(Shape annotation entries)
+++
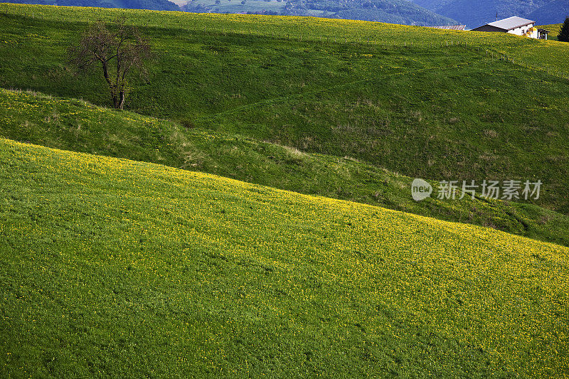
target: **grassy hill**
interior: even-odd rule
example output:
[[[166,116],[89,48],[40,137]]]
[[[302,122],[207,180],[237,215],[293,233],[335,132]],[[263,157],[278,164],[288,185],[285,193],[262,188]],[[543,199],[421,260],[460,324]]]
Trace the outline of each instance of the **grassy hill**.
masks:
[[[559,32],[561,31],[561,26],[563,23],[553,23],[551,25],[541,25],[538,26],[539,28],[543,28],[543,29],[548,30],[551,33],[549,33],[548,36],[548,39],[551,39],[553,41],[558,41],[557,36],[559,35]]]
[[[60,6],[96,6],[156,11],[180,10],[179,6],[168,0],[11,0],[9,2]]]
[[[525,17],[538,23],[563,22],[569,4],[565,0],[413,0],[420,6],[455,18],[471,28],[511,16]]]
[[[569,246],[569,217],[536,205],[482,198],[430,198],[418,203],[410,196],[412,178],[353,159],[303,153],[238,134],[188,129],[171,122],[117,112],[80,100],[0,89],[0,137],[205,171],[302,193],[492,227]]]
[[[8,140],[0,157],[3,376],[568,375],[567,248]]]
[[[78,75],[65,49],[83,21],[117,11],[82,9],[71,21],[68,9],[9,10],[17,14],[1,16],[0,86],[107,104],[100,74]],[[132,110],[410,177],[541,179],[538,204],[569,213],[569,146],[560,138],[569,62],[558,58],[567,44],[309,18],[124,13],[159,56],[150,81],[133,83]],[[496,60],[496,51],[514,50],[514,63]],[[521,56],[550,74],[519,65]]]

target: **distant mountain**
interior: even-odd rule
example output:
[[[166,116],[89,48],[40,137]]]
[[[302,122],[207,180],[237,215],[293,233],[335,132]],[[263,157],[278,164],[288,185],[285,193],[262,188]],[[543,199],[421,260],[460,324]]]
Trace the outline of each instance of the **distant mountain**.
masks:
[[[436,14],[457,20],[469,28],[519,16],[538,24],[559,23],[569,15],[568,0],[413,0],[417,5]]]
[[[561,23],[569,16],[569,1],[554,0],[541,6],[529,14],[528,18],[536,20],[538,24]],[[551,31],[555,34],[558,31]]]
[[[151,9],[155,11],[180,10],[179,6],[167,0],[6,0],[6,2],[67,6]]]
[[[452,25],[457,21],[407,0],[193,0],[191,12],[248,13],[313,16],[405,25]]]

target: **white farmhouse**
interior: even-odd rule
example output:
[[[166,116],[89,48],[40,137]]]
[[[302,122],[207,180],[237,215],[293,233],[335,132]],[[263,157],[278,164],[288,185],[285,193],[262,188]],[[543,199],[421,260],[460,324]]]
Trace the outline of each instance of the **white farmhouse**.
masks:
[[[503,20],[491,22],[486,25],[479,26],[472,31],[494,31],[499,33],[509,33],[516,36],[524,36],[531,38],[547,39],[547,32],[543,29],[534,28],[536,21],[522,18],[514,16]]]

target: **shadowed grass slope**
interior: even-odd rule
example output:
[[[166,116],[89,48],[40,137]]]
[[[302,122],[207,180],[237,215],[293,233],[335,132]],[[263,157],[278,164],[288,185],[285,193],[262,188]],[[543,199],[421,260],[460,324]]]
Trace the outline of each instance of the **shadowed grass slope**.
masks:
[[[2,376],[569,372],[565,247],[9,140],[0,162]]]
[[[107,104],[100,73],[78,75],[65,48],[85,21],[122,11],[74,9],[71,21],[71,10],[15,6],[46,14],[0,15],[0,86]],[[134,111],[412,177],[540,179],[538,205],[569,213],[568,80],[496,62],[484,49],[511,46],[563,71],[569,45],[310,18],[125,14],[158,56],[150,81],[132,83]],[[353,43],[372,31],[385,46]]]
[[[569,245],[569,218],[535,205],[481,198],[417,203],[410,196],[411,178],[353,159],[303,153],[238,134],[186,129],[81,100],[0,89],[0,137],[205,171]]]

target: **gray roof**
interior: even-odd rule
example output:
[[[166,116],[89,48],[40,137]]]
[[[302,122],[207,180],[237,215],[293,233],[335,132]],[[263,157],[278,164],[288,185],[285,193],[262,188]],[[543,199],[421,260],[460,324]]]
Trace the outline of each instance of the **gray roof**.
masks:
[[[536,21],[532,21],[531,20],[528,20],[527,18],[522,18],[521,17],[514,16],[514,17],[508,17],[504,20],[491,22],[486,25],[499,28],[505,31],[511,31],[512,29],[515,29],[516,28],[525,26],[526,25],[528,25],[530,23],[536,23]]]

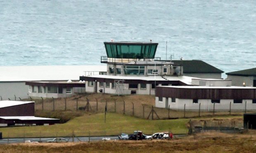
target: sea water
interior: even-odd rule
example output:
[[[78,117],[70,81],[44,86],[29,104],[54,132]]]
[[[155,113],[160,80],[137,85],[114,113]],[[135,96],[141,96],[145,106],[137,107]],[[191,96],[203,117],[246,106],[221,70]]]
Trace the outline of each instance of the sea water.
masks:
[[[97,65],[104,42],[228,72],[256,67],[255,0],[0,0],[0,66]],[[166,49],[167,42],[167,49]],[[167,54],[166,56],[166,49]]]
+++
**WHAT TO PRODUCE**. The lines to copy run from the line containing "target: **gray roof**" through the end of the data above; copy exactly those, minus the pictures.

**FINISHED TASK**.
target: **gray roof**
interior: even-odd rule
example output:
[[[166,116],[89,48],[40,137]]]
[[[302,122],[207,180],[237,215],[293,233],[335,132]],[[263,157],[278,164],[288,185],[285,193],[262,188]],[[543,199],[421,260],[460,324]]]
Trace the outline of each instance of the **gray roof**.
masks:
[[[536,21],[532,21],[531,20],[528,20],[527,18],[522,18],[521,17],[514,16],[514,17],[508,17],[504,20],[491,22],[486,25],[499,28],[505,31],[511,31],[512,29],[515,29],[516,28],[525,26],[526,25],[528,25],[530,23],[536,23]]]

target: sea water
interior: even-odd rule
example output:
[[[78,117],[70,81],[44,86],[29,104],[54,132]]]
[[[155,113],[160,80],[137,85],[114,113]],[[135,96],[141,96],[145,106],[137,107]],[[191,96],[203,117],[246,106],[221,70]]]
Trace the outline of each instance of the sea water.
masks:
[[[97,65],[104,42],[228,72],[256,67],[255,0],[0,0],[0,66]],[[166,49],[167,42],[167,49]],[[167,54],[166,56],[166,49]]]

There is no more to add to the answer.